Task to complete →
Please set down the line that contains "contains color swatch" and every line below it through the last, exactly as written, with no other lines.

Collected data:
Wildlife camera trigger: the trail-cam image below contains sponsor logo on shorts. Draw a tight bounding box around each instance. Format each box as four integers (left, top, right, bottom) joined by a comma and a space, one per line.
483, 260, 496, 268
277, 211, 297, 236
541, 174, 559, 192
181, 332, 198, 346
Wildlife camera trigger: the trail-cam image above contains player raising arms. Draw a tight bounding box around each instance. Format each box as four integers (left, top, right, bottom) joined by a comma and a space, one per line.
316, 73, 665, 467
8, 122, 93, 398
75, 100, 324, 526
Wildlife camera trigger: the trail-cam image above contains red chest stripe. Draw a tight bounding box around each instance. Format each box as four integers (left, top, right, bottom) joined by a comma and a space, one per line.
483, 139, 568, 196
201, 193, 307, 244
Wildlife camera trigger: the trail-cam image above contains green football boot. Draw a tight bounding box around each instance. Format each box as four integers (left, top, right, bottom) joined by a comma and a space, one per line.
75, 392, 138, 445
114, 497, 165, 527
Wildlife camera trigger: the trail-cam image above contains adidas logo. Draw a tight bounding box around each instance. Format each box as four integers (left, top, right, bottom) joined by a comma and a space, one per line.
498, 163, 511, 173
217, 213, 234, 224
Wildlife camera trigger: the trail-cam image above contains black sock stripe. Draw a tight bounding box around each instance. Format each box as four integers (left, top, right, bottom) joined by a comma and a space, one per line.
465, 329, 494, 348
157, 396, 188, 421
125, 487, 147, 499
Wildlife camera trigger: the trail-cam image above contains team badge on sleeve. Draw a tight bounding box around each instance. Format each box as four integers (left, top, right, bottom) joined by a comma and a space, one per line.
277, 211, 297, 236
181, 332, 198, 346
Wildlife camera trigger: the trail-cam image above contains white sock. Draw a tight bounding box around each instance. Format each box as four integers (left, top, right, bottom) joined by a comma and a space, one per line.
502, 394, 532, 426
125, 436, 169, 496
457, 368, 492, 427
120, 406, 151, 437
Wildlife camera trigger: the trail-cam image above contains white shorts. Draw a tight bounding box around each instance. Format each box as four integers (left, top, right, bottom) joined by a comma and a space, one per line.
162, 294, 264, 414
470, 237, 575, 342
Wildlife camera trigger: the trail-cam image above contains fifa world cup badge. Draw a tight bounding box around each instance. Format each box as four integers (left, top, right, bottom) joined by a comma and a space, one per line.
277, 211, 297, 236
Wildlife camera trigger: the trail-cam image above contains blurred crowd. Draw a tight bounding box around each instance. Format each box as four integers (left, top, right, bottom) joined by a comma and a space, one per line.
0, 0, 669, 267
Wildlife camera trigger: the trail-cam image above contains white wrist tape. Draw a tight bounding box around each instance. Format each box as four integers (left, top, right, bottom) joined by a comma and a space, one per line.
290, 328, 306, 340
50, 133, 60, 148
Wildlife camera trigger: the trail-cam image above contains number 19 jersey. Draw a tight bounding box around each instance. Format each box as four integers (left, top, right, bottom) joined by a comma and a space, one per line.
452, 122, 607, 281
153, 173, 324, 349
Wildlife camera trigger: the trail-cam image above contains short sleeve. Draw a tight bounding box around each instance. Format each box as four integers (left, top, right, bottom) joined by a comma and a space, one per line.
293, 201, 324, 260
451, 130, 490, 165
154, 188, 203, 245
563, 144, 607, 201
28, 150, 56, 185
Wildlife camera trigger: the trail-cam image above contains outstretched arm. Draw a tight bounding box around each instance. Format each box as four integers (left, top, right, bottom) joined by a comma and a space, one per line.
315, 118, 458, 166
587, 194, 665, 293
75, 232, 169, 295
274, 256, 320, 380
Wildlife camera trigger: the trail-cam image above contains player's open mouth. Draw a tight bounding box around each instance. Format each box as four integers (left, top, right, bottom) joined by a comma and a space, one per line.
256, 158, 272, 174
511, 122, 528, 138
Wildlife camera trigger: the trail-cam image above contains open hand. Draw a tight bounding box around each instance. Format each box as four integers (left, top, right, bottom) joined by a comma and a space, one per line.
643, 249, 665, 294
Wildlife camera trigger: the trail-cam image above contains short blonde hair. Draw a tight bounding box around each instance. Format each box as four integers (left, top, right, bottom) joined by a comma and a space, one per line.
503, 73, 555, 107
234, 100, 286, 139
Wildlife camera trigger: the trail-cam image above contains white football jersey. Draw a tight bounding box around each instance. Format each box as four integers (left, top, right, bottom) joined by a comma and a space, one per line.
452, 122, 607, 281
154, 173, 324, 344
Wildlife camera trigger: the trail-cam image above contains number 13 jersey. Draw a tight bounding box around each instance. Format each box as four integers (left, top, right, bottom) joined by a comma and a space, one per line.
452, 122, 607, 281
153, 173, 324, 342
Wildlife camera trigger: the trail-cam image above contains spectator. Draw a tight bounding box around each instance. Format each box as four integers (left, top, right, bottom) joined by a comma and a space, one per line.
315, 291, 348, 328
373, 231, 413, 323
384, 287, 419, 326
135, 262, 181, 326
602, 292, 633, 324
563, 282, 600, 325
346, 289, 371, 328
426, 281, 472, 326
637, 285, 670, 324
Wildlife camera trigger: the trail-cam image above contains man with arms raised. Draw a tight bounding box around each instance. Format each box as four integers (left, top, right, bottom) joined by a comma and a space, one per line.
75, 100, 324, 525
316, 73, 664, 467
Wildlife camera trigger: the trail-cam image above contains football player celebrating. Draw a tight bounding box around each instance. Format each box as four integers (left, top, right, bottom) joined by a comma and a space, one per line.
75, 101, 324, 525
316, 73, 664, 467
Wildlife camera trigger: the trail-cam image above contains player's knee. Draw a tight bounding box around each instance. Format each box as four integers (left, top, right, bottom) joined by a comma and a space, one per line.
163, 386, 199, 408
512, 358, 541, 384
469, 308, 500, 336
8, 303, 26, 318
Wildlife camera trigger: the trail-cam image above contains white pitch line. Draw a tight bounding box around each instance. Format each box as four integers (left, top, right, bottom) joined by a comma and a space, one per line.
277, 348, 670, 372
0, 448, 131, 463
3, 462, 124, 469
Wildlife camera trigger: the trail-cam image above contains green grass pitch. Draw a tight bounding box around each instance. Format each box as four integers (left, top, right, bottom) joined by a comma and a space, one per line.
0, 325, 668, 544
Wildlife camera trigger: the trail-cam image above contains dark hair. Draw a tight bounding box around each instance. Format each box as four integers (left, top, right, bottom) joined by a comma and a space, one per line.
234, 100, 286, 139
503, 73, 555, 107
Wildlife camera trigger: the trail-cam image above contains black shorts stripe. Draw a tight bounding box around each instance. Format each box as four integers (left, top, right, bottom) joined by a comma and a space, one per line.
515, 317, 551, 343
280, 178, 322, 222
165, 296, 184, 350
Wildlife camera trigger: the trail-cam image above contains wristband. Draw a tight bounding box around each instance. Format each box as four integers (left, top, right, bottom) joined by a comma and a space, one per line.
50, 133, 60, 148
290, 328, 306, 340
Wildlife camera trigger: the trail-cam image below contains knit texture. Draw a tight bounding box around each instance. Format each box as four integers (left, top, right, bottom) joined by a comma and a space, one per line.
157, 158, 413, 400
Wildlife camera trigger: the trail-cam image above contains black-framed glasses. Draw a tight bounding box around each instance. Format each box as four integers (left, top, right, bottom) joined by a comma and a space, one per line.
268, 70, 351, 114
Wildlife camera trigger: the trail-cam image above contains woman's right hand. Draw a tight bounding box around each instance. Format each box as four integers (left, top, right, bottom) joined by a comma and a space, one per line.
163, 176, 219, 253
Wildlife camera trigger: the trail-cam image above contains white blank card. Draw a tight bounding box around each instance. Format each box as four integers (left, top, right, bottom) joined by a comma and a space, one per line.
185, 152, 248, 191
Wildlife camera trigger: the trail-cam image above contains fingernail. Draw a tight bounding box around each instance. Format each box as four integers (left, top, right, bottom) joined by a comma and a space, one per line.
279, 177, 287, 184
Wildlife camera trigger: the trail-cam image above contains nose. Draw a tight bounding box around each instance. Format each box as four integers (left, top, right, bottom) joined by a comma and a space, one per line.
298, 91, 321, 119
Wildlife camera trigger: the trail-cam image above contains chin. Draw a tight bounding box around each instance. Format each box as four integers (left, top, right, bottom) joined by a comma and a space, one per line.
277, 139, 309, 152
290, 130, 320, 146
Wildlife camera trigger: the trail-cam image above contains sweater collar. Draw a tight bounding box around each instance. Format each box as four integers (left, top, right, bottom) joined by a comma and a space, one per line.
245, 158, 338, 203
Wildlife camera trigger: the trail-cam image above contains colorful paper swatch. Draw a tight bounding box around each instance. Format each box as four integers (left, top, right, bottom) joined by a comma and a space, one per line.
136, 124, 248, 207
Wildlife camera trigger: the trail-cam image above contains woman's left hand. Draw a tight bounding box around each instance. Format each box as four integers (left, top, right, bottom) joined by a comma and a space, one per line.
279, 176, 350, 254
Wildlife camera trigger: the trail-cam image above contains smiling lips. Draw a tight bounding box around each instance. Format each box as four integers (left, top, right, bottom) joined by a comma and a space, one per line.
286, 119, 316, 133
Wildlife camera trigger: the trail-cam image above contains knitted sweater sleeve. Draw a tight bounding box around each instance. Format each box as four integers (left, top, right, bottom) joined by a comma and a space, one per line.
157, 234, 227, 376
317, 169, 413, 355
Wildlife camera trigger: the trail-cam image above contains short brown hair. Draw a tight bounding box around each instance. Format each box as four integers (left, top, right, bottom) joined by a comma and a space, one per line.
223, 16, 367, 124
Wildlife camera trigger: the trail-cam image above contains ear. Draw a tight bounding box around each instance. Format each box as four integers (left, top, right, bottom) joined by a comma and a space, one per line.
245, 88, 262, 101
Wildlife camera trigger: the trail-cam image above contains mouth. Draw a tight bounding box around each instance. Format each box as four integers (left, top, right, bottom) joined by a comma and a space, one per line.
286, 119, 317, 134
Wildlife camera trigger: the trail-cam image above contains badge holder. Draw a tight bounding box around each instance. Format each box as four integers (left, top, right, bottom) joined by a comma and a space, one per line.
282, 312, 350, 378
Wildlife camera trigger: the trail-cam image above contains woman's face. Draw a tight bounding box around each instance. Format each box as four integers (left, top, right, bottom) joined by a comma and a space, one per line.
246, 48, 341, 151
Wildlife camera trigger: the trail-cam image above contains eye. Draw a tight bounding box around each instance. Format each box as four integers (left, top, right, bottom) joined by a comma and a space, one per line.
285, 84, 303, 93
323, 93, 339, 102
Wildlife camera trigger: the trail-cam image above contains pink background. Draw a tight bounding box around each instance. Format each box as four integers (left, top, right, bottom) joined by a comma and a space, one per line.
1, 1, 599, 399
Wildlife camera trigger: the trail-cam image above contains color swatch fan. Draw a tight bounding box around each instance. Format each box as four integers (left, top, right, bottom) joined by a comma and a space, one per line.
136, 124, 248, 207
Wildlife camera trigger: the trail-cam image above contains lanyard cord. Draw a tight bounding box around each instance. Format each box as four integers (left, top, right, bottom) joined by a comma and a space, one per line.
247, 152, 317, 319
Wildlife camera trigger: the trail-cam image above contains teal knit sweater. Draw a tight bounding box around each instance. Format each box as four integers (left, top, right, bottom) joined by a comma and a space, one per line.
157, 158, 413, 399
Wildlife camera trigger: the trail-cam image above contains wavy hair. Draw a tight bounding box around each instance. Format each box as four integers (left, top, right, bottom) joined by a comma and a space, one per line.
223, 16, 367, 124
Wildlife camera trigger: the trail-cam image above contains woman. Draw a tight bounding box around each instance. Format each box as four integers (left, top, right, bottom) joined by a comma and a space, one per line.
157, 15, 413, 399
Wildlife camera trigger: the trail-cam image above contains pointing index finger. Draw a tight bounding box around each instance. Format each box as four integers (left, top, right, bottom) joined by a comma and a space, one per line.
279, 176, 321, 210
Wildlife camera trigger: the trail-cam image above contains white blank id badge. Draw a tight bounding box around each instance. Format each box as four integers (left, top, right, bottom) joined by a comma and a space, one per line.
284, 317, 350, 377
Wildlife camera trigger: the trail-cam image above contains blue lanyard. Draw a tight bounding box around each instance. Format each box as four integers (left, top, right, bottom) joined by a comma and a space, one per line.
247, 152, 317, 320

Answer space →
Wildlife camera trigger: the trail-cam image above contains color swatch fan. Draw a tight bounding box around each instance. Format each box as four integers (left, top, right, bottom) joined by a comma and a space, one per line.
136, 124, 248, 207
Wildlife camera trigger: the trail-cam image above contains lanyard cord. Draw a tight bounding box around each instance. Format each box as four integers (left, top, right, bottom) joined by a comma and a space, one per line.
247, 152, 317, 319
Wildlife camera trigger: the trail-cam image above contains teal knit sweater. Draw a tight bounding box around each instance. Format each box as four integers (left, top, right, bottom) joined by a comma and a space, one per line.
157, 158, 413, 399
Wildlife camera trigger: the trail-cam image above contains wavy hair. Draw a tight bounding box around each instance. Format each box as four integers (left, top, right, bottom) joined by a comma and a space, one per line.
223, 16, 367, 124
Wildlife camera trigger: the trail-cam image above contains woman. Draw a tight bounding box around each instance. Format each box as four integers (left, top, right, bottom) joined by a comma and a space, one per line.
157, 15, 413, 399
Wildlife camera trigger: the trail-cam image above contains pointing index finger. Draw a tight bounding box around each instance. Format each box as four integers (left, top, right, bottom) joined by a comma and a space, one per line.
279, 176, 321, 210
Wildlife camera trigger: the trail-cam image above contains white blank id badge. Draw a tight bounding box around each instance. Format each box as four integers (left, top, right, bottom) joined by a comma and a space, one per line.
284, 317, 350, 377
Wildlife camera trigger: the trail-cam image above contains blue lanyard. Draw a tight bounding box around each instance. Format each box as four integers (left, top, right, bottom) joined by a comma and a space, one per line.
247, 152, 317, 320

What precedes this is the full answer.